ОТРЫВОК ДЛЯ ЧТЕНИЯ:
"""

Тогда исследователю пришло в голову решение, которое, несмотря на свою простоту, сразу ответило на все недоумения и открыло дорогу важным выводам. Синодальный список был представлен требовательному редактору не весь. Сначала он получил только его первую часть, на которой и были сделаны первые приписки. После этого в редактировании произошел длительный перерыв. Пока текст переписывался набело и перерисовывались миниатюры, как раз и разыгрались бурные события, потребовавшие пересмотра написанного и новых вставок.

Такое предположение подтверждалось и внешним видом рукописи. Вся первая половина Синодального списка до известия о смерти жены Ивана Грозного пестрила яркими заголовками, выведенными киноварью. Их было более трехсот. В остальной же части, описывающей 1560–1567 годы, Д. Н. Алыниц насчитал их только четыре. Налицо была резкая разница в манере оформления этой части Лицевого свода по сравнению с предыдущей. Она могла быть объяснена смертью его составителя митрополита Макария, очевидно замененного другим лицом. Однако факт оставался фактом: части рукописи за 1535–1560 и за 1560–1567 годы были написаны по-разному, а следовательно, в разное время.

Сделанный молодым ученым смелый вывод о том, что Синодальный список был разделен на две части, подкреплялся еще одним наблюдением, касавшимся уже его содержания. Во второй, неотредактированной части под 1564 годом было записано сообщение о смерти казанского архиепископа Гурия. Рядом было оставлено свободное место для указания: сколько лет пробыл Гурий на своем посту. Но сведения об этом в первой части имелись. Отсюда напрашивался вывод, что, когда писалась вторая часть текста, посвященная 1560–1567 годам, этой первой части под рукой уже не было. Она, следовательно, была уже отослана редактору.

"""

ИСХОДНЫЕ ДАННЫЕ:

"""

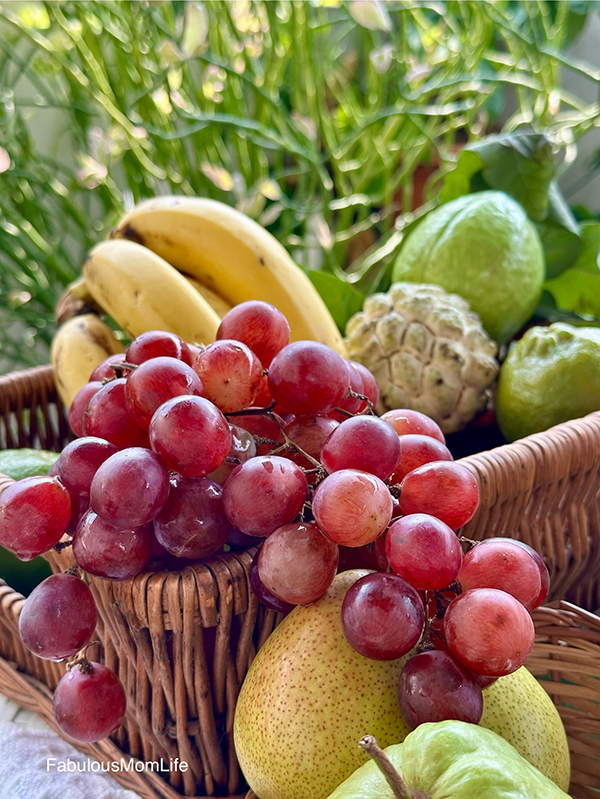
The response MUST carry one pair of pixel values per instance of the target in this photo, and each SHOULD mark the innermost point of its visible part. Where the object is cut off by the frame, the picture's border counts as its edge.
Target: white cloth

"""

ЗАДАНИЕ: Приведите фрагмент отрывка о Синодальном списке от «Такое предположение подтверждалось» до «в разное время.», сохранив его без изменений.

ВАШЕ РЕШЕНИЕ:
Такое предположение подтверждалось и внешним видом рукописи. Вся первая половина Синодального списка до известия о смерти жены Ивана Грозного пестрила яркими заголовками, выведенными киноварью. Их было более трехсот. В остальной же части, описывающей 1560–1567 годы, Д. Н. Алыниц насчитал их только четыре. Налицо была резкая разница в манере оформления этой части Лицевого свода по сравнению с предыдущей. Она могла быть объяснена смертью его составителя митрополита Макария, очевидно замененного другим лицом. Однако факт оставался фактом: части рукописи за 1535–1560 и за 1560–1567 годы были написаны по-разному, а следовательно, в разное время.